-- start of Supplied material --

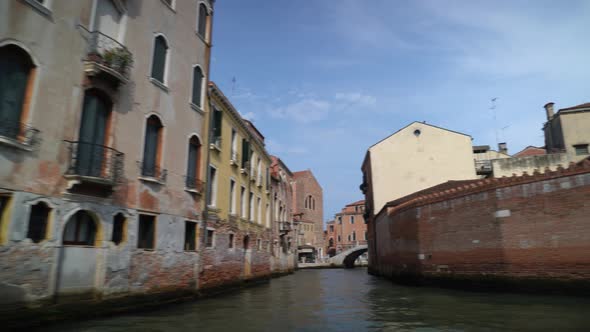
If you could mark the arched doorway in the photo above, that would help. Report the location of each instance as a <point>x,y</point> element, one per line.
<point>77,268</point>
<point>247,257</point>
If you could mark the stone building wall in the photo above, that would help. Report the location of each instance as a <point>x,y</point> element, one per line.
<point>521,227</point>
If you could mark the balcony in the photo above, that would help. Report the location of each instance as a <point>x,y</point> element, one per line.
<point>18,135</point>
<point>215,144</point>
<point>107,59</point>
<point>152,173</point>
<point>194,185</point>
<point>235,157</point>
<point>94,164</point>
<point>285,226</point>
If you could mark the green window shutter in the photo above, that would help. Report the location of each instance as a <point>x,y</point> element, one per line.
<point>245,152</point>
<point>15,66</point>
<point>217,124</point>
<point>202,27</point>
<point>159,60</point>
<point>197,85</point>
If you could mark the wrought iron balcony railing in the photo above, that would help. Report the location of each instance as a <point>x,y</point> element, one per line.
<point>108,52</point>
<point>152,171</point>
<point>95,162</point>
<point>194,183</point>
<point>19,133</point>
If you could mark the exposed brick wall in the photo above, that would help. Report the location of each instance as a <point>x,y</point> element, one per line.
<point>222,265</point>
<point>528,226</point>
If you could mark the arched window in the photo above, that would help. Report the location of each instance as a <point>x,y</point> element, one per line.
<point>80,230</point>
<point>197,85</point>
<point>92,136</point>
<point>194,156</point>
<point>152,147</point>
<point>16,72</point>
<point>159,59</point>
<point>118,229</point>
<point>38,222</point>
<point>246,242</point>
<point>202,24</point>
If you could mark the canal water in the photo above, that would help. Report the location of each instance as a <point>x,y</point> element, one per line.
<point>352,300</point>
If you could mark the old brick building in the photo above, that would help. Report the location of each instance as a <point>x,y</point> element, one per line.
<point>528,232</point>
<point>347,230</point>
<point>308,209</point>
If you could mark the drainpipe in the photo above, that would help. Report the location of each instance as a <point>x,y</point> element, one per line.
<point>205,217</point>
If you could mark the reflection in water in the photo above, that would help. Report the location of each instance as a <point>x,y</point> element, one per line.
<point>351,300</point>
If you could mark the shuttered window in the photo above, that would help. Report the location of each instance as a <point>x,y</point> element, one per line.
<point>150,150</point>
<point>193,162</point>
<point>15,69</point>
<point>245,153</point>
<point>202,24</point>
<point>197,85</point>
<point>159,59</point>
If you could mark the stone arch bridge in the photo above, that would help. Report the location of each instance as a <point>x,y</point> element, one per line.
<point>348,257</point>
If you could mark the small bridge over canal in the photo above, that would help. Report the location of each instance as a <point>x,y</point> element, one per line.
<point>348,257</point>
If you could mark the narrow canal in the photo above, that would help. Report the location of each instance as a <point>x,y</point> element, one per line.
<point>352,300</point>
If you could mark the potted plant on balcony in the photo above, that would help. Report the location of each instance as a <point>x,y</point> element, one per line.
<point>118,59</point>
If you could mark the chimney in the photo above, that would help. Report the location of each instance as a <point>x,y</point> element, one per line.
<point>549,110</point>
<point>503,148</point>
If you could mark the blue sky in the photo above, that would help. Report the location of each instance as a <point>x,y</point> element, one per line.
<point>325,79</point>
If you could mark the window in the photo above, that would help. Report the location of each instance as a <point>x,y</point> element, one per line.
<point>38,222</point>
<point>146,232</point>
<point>16,73</point>
<point>194,156</point>
<point>243,202</point>
<point>232,196</point>
<point>118,229</point>
<point>190,236</point>
<point>159,59</point>
<point>152,147</point>
<point>212,199</point>
<point>80,230</point>
<point>234,145</point>
<point>210,235</point>
<point>251,212</point>
<point>581,149</point>
<point>197,86</point>
<point>217,123</point>
<point>246,243</point>
<point>245,153</point>
<point>259,210</point>
<point>202,23</point>
<point>92,136</point>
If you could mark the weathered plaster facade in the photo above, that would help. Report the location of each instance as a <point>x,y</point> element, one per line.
<point>59,40</point>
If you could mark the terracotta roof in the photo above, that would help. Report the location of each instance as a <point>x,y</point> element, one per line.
<point>361,202</point>
<point>577,107</point>
<point>531,151</point>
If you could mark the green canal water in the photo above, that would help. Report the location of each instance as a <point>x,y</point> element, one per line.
<point>352,300</point>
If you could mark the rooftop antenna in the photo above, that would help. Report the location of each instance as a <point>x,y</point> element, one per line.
<point>493,108</point>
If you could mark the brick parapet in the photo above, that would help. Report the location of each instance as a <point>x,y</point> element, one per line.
<point>457,189</point>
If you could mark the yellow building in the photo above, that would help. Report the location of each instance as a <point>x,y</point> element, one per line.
<point>238,199</point>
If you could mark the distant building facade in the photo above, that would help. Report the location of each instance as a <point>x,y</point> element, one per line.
<point>308,202</point>
<point>417,156</point>
<point>285,230</point>
<point>347,230</point>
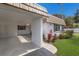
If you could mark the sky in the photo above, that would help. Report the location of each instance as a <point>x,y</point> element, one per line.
<point>69,9</point>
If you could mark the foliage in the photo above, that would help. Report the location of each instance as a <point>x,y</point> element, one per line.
<point>69,22</point>
<point>76,16</point>
<point>68,47</point>
<point>67,34</point>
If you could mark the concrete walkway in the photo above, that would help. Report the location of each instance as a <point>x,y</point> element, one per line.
<point>13,46</point>
<point>47,49</point>
<point>40,52</point>
<point>22,46</point>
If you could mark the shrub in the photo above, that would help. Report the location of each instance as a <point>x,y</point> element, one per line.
<point>61,36</point>
<point>67,34</point>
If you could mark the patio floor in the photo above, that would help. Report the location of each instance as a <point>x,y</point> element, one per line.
<point>15,47</point>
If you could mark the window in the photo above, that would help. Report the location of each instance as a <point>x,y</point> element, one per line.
<point>21,27</point>
<point>56,27</point>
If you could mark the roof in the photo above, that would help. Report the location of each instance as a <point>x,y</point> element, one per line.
<point>55,20</point>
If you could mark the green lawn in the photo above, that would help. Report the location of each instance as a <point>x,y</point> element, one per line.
<point>68,47</point>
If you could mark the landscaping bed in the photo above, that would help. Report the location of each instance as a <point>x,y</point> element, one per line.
<point>69,46</point>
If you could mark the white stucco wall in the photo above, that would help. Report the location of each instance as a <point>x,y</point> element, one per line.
<point>8,30</point>
<point>26,31</point>
<point>37,32</point>
<point>48,26</point>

-- end of Supplied material --

Brief:
Rewrite all of the material above as a Markdown table with the columns "Row" and "Line", giving each line a numbered row and skipping blank lines. Leave out the pictures.

Answer to the task:
| Row | Line |
|---|---|
| 1 | If you could mark the arched doorway in the photo above, that would help. Report the location of each instance as a <point>x,y</point> element, one per line. |
| 2 | <point>77,268</point> |
| 3 | <point>247,257</point> |
| 4 | If you could mark the stone building wall in the photo above, that would help. Report the location of each instance as a <point>x,y</point> element, one per line. |
| 5 | <point>521,227</point> |
| 6 | If you could mark the balcony in the photo above, that would help. Report the location of each instance as a <point>x,y</point> element, one per line. |
| 7 | <point>18,135</point> |
| 8 | <point>215,144</point> |
| 9 | <point>107,59</point> |
| 10 | <point>152,173</point> |
| 11 | <point>194,185</point> |
| 12 | <point>235,157</point> |
| 13 | <point>94,164</point> |
| 14 | <point>285,226</point> |
| 15 | If you could mark the green window shutter in the photo above, that would help. Report the location of each instance as a <point>x,y</point> element, one per line. |
| 16 | <point>245,152</point> |
| 17 | <point>15,66</point> |
| 18 | <point>217,124</point> |
| 19 | <point>202,27</point> |
| 20 | <point>159,60</point> |
| 21 | <point>197,85</point> |
| 22 | If you could mark the wrought iron balcony railing in the photo above, that would help. Report the location of each instance as a <point>x,y</point> element, one per line. |
| 23 | <point>108,52</point> |
| 24 | <point>152,171</point> |
| 25 | <point>95,162</point> |
| 26 | <point>194,183</point> |
| 27 | <point>19,133</point> |
| 28 | If you could mark the exposed brick wall in the photo above, that would help. Report the location of each instance as a <point>x,y</point> element, one per line. |
| 29 | <point>222,265</point> |
| 30 | <point>528,226</point> |
| 31 | If you could mark the arched window in the photo above, that would help. Report the location of each instance as a <point>x,y</point> element, one per line. |
| 32 | <point>80,230</point> |
| 33 | <point>197,85</point> |
| 34 | <point>92,136</point> |
| 35 | <point>194,156</point> |
| 36 | <point>152,147</point> |
| 37 | <point>16,72</point> |
| 38 | <point>159,59</point> |
| 39 | <point>118,229</point> |
| 40 | <point>38,222</point> |
| 41 | <point>246,242</point> |
| 42 | <point>202,24</point> |
| 43 | If you could mark the canal water in the photo above, that would help. Report the location of each instance as a <point>x,y</point> element, one per line. |
| 44 | <point>352,300</point> |
| 45 | If you could mark the old brick building in the photo above, that would help. Report the location of each instance as a <point>x,y</point> element, one per line. |
| 46 | <point>528,232</point> |
| 47 | <point>347,230</point> |
| 48 | <point>308,209</point> |
| 49 | If you could mark the drainpipe in the photo above, that would help. Report the location of each instance as a <point>x,y</point> element, one per line. |
| 50 | <point>205,217</point> |
| 51 | If you could mark the reflection in water in the photo above, that would help. Report the location of each instance as a <point>x,y</point> element, one per line. |
| 52 | <point>351,300</point> |
| 53 | If you could mark the shuttered window in the photo above, that would help. Report the location of each instance as a <point>x,y</point> element, one per line. |
| 54 | <point>150,150</point> |
| 55 | <point>193,162</point> |
| 56 | <point>15,69</point> |
| 57 | <point>245,153</point> |
| 58 | <point>202,24</point> |
| 59 | <point>197,85</point> |
| 60 | <point>159,59</point> |
| 61 | If you could mark the stone arch bridge in the photo above, that would help. Report the location of each instance as a <point>x,y</point> element, one per line. |
| 62 | <point>348,257</point> |
| 63 | If you could mark the small bridge over canal in the photo above, that would help. Report the location of each instance as a <point>x,y</point> element, one per line. |
| 64 | <point>348,257</point> |
| 65 | If you could mark the narrow canal in the photo above, that would help. Report the location of each instance as a <point>x,y</point> element, one per line. |
| 66 | <point>352,300</point> |
| 67 | If you could mark the potted plant on balcony in the photo above, that would help. Report the location of each instance as a <point>x,y</point> element, one per line. |
| 68 | <point>118,59</point> |
| 69 | If you could mark the chimney in the photo above, that would help. Report the location of each instance as a <point>x,y</point> element, one per line. |
| 70 | <point>549,110</point> |
| 71 | <point>503,148</point> |
| 72 | If you could mark the blue sky in the photo above, that would help. Report the location of each instance as a <point>x,y</point> element, one per line. |
| 73 | <point>325,79</point> |
| 74 | If you could mark the window in the photo above, that would help. Report the location of each instance as a <point>x,y</point> element, one per line. |
| 75 | <point>38,222</point> |
| 76 | <point>146,232</point> |
| 77 | <point>16,73</point> |
| 78 | <point>194,156</point> |
| 79 | <point>243,202</point> |
| 80 | <point>232,196</point> |
| 81 | <point>118,229</point> |
| 82 | <point>190,236</point> |
| 83 | <point>159,59</point> |
| 84 | <point>152,147</point> |
| 85 | <point>212,199</point> |
| 86 | <point>80,230</point> |
| 87 | <point>234,145</point> |
| 88 | <point>210,235</point> |
| 89 | <point>251,212</point> |
| 90 | <point>581,149</point> |
| 91 | <point>197,86</point> |
| 92 | <point>217,123</point> |
| 93 | <point>246,243</point> |
| 94 | <point>245,153</point> |
| 95 | <point>259,210</point> |
| 96 | <point>202,23</point> |
| 97 | <point>92,136</point> |
| 98 | If you could mark the weathered plaster facade in the photo above, that would help. Report the location of each instance as a <point>x,y</point> element, one per line. |
| 99 | <point>59,40</point> |
| 100 | If you could mark the terracotta roof in the photo above, that would help. Report the location of each instance as a <point>x,y</point> element, one per line. |
| 101 | <point>361,202</point> |
| 102 | <point>577,107</point> |
| 103 | <point>531,151</point> |
| 104 | If you could mark the green canal water in the photo above, that would help. Report the location of each instance as a <point>x,y</point> element, one per line. |
| 105 | <point>352,300</point> |
| 106 | If you could mark the rooftop antenna in the photo above, that would help. Report the location of each instance as a <point>x,y</point> element, one per line. |
| 107 | <point>493,108</point> |
| 108 | If you could mark the brick parapet in the photo above, that would help. Report the location of each instance as a <point>x,y</point> element, one per line. |
| 109 | <point>457,189</point> |
| 110 | If you could mark the yellow building in the photo above, that would help. Report the location of each instance as a <point>x,y</point> element, one per line. |
| 111 | <point>238,199</point> |
| 112 | If you could mark the distant building facade in the photo above, that would help. Report the location of each instance as a <point>x,y</point> element, one per line. |
| 113 | <point>308,202</point> |
| 114 | <point>417,156</point> |
| 115 | <point>285,230</point> |
| 116 | <point>347,230</point> |
| 117 | If you could mark the sky in the photo above, that would help. Report the location of each instance as a <point>x,y</point> element, one per line. |
| 118 | <point>69,9</point> |
| 119 | If you could mark the foliage in the photo above, that would help. Report the location of each instance as a <point>x,y</point> element, one per line. |
| 120 | <point>69,22</point> |
| 121 | <point>76,16</point> |
| 122 | <point>68,47</point> |
| 123 | <point>67,34</point> |
| 124 | If you could mark the concrete walkway in the photo above, that would help. Report the location of each instance as a <point>x,y</point> element, one per line. |
| 125 | <point>13,46</point> |
| 126 | <point>47,49</point> |
| 127 | <point>40,52</point> |
| 128 | <point>22,46</point> |
| 129 | If you could mark the shrub in the photo above, that would help. Report the location of each instance as a <point>x,y</point> element, one per line. |
| 130 | <point>61,36</point> |
| 131 | <point>67,34</point> |
| 132 | If you could mark the patio floor in the photo above, that would help. Report the location of each instance as a <point>x,y</point> element, one per line. |
| 133 | <point>15,47</point> |
| 134 | If you could mark the window in the photo above, that would help. Report the location of each instance as a <point>x,y</point> element, one per line. |
| 135 | <point>21,27</point> |
| 136 | <point>56,27</point> |
| 137 | If you could mark the roof in the photo above, that would help. Report the location of each instance as a <point>x,y</point> element, one per line. |
| 138 | <point>55,20</point> |
| 139 | If you could mark the green lawn in the photo above, that would help. Report the location of each instance as a <point>x,y</point> element, one per line. |
| 140 | <point>68,47</point> |
| 141 | If you could mark the landscaping bed in the photo above, that would help. Report the location of each instance as a <point>x,y</point> element, one per line. |
| 142 | <point>69,46</point> |
| 143 | If you could mark the white stucco wall in the photo above, that would help. Report the location of each instance as a <point>x,y</point> element, one per line. |
| 144 | <point>8,30</point> |
| 145 | <point>26,31</point> |
| 146 | <point>37,32</point> |
| 147 | <point>48,26</point> |